[Start of Records provided]

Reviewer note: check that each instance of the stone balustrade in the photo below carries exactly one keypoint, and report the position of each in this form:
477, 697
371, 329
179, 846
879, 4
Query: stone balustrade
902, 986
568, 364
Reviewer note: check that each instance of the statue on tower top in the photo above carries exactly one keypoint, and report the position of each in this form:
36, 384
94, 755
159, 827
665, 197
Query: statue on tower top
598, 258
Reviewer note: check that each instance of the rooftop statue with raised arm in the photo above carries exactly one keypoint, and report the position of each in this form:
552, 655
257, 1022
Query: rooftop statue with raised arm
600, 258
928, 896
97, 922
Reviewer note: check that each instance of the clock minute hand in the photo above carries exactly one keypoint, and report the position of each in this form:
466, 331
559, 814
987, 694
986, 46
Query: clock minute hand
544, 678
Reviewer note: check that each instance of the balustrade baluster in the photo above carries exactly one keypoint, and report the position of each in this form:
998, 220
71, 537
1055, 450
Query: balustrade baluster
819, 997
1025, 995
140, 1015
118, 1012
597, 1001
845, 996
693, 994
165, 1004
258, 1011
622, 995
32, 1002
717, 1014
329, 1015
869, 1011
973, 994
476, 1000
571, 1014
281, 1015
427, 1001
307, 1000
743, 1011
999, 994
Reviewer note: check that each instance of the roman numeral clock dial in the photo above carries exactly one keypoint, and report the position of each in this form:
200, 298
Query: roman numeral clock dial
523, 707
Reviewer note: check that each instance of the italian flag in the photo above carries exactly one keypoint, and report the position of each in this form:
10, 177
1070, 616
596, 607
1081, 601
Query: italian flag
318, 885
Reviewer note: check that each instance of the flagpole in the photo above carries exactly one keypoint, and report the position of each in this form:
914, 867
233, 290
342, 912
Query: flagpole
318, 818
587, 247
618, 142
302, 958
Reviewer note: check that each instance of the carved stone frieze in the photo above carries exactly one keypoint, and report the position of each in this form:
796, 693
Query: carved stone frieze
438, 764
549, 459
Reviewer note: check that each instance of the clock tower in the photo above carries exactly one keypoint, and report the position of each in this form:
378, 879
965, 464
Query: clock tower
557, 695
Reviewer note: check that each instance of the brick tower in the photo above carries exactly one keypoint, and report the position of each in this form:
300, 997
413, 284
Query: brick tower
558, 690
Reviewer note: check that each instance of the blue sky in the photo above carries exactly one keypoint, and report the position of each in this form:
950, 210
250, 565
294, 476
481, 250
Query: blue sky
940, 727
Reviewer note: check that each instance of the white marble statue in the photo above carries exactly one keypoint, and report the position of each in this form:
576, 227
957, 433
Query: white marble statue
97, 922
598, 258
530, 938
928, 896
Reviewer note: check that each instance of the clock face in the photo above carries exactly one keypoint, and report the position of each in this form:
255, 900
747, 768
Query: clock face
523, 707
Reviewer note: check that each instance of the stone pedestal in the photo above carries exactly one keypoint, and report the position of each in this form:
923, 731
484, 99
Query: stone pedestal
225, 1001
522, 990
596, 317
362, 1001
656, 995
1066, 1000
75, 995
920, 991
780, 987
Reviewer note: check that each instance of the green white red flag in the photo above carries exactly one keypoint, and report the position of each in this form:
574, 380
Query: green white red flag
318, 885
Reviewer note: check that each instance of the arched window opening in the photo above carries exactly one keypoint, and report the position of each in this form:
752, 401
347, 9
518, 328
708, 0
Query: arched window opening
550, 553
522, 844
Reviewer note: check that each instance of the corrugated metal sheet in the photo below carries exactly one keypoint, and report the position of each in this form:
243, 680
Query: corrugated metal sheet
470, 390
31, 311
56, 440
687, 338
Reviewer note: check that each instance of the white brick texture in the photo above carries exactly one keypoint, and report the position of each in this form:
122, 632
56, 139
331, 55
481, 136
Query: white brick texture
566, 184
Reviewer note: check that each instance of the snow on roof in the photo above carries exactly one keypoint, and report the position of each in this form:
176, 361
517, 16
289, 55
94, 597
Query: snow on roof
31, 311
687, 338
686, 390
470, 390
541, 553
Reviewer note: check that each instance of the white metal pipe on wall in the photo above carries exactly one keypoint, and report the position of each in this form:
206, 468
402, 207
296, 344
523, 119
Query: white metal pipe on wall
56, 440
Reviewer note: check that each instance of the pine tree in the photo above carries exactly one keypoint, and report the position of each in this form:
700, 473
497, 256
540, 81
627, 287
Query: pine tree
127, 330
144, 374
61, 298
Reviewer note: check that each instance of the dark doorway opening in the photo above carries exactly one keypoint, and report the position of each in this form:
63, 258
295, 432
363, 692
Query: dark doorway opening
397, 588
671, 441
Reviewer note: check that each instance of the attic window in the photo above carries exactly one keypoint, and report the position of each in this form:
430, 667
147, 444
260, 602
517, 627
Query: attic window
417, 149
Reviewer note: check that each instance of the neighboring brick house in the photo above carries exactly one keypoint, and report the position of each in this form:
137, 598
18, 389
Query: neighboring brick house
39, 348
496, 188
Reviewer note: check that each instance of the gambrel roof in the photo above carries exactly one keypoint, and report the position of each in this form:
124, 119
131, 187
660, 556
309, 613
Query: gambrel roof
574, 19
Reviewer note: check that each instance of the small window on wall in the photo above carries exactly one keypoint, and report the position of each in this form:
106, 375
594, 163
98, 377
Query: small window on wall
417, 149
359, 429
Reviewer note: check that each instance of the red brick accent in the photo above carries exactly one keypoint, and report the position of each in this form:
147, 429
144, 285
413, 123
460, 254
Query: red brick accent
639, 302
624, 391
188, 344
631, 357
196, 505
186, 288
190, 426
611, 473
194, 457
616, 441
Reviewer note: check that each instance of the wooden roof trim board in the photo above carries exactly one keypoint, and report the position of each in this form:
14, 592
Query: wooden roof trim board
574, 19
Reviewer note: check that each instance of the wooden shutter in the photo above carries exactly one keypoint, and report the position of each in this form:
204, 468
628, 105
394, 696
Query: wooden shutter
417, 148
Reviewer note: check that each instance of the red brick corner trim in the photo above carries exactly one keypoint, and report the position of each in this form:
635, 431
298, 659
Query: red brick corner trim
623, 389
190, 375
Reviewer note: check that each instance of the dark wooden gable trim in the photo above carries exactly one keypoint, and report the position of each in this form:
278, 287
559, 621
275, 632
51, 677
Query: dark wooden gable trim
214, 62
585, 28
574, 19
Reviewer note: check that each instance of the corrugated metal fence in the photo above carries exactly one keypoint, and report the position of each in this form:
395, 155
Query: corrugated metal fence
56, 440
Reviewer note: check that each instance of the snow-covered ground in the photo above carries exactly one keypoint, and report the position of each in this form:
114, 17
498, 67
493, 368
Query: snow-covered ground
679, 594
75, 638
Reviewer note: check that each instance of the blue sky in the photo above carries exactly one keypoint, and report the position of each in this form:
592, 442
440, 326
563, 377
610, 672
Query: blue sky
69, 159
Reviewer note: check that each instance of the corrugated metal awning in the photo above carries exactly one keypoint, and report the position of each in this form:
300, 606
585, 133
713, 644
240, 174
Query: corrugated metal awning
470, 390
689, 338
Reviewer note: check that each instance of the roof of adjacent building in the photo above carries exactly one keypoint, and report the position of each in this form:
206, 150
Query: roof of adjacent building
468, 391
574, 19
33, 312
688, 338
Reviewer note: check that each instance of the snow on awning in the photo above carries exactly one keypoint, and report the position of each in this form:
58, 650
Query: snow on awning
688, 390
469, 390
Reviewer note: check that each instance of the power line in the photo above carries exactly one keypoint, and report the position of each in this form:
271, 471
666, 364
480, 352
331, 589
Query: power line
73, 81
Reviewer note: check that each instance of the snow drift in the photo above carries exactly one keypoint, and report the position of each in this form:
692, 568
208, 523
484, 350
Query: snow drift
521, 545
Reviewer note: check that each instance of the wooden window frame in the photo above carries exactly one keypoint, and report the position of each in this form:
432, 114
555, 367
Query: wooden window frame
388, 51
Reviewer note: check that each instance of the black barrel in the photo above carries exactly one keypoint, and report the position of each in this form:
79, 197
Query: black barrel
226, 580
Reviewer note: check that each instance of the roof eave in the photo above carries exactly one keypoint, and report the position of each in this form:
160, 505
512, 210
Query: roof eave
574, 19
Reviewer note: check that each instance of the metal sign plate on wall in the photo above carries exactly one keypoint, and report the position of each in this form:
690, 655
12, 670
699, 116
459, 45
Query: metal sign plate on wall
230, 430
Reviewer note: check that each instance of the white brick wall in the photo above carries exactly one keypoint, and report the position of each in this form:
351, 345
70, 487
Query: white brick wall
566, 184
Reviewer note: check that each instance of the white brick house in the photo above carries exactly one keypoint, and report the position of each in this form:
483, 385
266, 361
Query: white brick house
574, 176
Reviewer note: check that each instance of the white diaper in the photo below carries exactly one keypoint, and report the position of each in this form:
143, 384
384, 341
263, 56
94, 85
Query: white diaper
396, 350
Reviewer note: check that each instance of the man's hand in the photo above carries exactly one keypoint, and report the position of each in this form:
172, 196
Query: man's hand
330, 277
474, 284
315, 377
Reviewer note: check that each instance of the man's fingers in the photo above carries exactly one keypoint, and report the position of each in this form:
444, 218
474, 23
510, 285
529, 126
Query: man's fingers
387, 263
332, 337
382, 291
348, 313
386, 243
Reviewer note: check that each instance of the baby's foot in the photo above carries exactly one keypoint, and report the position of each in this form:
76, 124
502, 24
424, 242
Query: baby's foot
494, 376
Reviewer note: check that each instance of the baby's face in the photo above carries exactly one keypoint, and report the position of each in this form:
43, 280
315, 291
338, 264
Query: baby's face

[End of Records provided]

**Problem requirements**:
Copy out exactly the lines from the line with "Reviewer note: check that each instance of the man's fingers" to the end of the listing, including both of those lines, and give nothing else.

**Output for this exercise**:
Reviewer note: check that each instance of the man's fingers in the photo above carries exactly one keypoint, and report the position of each in this form:
444, 218
474, 23
510, 285
529, 126
Query: man's fingers
387, 263
332, 337
382, 291
348, 313
386, 243
Reviewer note: check that each instance of the baby's foot in the photo above carries exactly one keypoint, and report the position of each in this form:
76, 124
502, 24
424, 242
Query: baby's foot
494, 376
Reviewer note: check that each instance of the baby's face in the photo above carries exactly one keypoint, and report the position of each in this form:
43, 280
315, 291
338, 264
Query: baby's face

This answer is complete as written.